Transcribe the part of the distributed queries mailing-list thread from "Emmanuel Bernard emmanuel" up to and including "(some discovery mechanism)".

**READING PASSAGE**

* * *

[infinispan-dev] [hibernate-dev] Distributed queries

Emmanuel Bernard emmanuel at hibernate.org
Mon Sep 21 02:40:55 EDT 2009


All this is not tackled by Hibernate Search per se as it does highly  
dependent on the distribution algorithm:
  - finding all nodes (some discovery mechanism)
  - binding an index to the list of indexed document (Hibernate Search  
has an abstraction for sharding the index but we are talking about  
executing queries on various nodes. Lucene as an abstraction for that  
that should not be too hard to port to Hibernate Search)
  - distribute data wo duplication: that's entirely dependent on the  
distribution mechanism (ie Infinispan)


On 19 sept. 09, at 12:43, Michael Neale wrote:

> I think you just stuck a pin in the bubble that normally says "magic
> happens here" ;)
>
> How much of this did you tackle regarding hibernate search that could
> be applied here?
>
> (you final point re duplication may have some "flexibility" I think ?)
>
> On Fri, Sep 18, 2009 at 6:18 PM, Emmanuel Bernard
> <emmanuel at hibernate.org> wrote:
>> Neither 1 nor 2 imply *distributed* queries.
>>
>> The hard parts with distributed queries (ie executed on a grid and
>> recomposed) are:
>>  - making sure you ask all the nodes where the index is distributed
>> (you can't miss a node)
>>  - find a way to index only a subset of the data in a given index (on
>> a given node). Applying the Infinispan distribution routine to the
>> InfinispanDirectory does not do that, it chunks data arbitrarily.
>>  - be able to rebuild a given index on a givne node (ie remember
>> which element were indexed)
>>  - you need to find a way to distribute your data without
>> duplication. If a key is indexed multiple times, then you end up with
>> duplicated results that can't trivially be de-duplicated.
>>
>> Happy thinking.
>>
>> On 17 sept. 09, at 10:32, Sanne Grinovero wrote:
>>
>>> 2009/9/17 Michael Neale <michael.neale at gmail.com>:
>>>> I am still not entirely sure what I am asking, but look forward for
>>>> your merged in changes (they are in another branch right now yes?).
>>>>
>>>> Yes I mean querying objects - I was under the impression that  
>>>> lucene
>>>> was used for the indexing of the data to service these queries?
>>>
>>> Sure, to clarify: there's work going on on two different aspects,
>>> which
>>> complement each other in the ideal setup:
>>>
>>> 1) Be able to query a Lucene index (wherever you store that) to find
>>> objects
>>> which are located inside Infinispan; this is about how to search
>>> them and how
>>> to maintain the index in synch with Infinispan's content.
>>>
>>> 2) Store a Lucene index inside Infinispan, instead of, for example,
>>> filesystem.
>>> In this case we're not concerned about what you index, the Lucene
>>> interface
>>> is the usual one and you should be able to replace the Directory
>>> implementation in existing applications.

* * *

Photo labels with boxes
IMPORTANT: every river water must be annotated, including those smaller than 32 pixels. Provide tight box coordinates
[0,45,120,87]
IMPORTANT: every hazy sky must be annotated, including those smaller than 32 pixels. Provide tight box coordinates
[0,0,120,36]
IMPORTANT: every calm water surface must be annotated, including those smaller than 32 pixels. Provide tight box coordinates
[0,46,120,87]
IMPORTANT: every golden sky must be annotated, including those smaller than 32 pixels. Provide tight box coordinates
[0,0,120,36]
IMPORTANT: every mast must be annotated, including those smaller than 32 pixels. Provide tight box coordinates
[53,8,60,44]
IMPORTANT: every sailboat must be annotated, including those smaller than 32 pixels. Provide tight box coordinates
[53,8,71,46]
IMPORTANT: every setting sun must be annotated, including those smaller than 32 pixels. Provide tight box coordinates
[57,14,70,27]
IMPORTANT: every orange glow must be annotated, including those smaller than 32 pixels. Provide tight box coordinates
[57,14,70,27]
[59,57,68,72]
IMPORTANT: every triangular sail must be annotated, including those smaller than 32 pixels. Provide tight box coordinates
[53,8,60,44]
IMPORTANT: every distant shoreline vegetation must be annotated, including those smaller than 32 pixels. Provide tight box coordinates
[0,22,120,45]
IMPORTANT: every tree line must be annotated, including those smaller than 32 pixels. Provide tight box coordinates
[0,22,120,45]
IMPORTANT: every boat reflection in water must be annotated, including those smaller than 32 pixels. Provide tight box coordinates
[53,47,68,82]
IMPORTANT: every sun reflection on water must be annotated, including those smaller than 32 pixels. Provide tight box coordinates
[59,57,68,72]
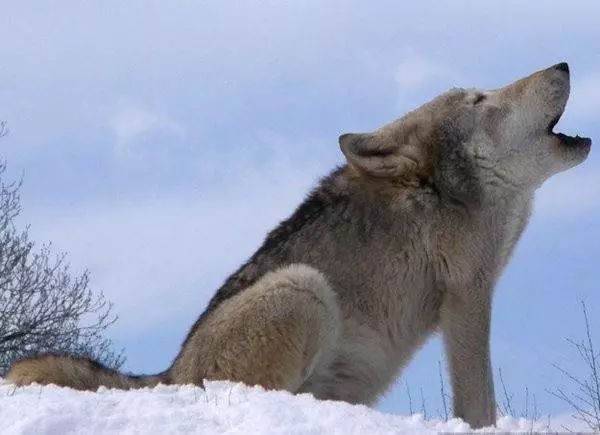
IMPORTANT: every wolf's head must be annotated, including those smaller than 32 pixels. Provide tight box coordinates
[340,63,591,204]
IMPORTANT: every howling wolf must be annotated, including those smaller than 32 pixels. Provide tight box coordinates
[7,63,591,427]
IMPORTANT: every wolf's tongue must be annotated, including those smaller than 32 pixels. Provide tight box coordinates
[548,115,561,133]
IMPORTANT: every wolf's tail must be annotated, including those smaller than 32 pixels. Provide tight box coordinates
[5,355,168,391]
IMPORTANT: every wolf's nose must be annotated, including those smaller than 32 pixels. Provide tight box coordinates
[554,62,569,74]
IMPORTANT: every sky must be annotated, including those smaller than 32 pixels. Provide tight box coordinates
[0,0,600,415]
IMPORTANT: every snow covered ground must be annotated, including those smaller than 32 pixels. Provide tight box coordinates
[0,380,583,435]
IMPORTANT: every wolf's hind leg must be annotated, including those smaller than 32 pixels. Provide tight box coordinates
[170,264,340,392]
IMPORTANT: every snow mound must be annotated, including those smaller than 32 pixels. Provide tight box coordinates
[0,380,584,435]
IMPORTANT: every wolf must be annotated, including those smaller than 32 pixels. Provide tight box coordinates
[6,63,591,427]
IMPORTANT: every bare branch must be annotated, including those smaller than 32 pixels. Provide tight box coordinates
[0,164,124,375]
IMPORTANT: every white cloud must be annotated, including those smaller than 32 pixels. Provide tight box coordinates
[535,170,600,220]
[23,143,330,335]
[109,103,184,156]
[565,73,600,119]
[396,56,456,93]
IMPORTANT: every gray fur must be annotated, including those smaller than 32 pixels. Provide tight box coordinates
[8,63,591,427]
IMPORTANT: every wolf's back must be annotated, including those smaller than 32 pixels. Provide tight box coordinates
[6,355,167,391]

* * *

**EXPECTED ANSWER**
Emmanuel Bernard emmanuel at hibernate.org
Mon Sep 21 02:40:55 EDT 2009


All this is not tackled by Hibernate Search per se as it does highly  
dependent on the distribution algorithm:
  - finding all nodes (some discovery mechanism)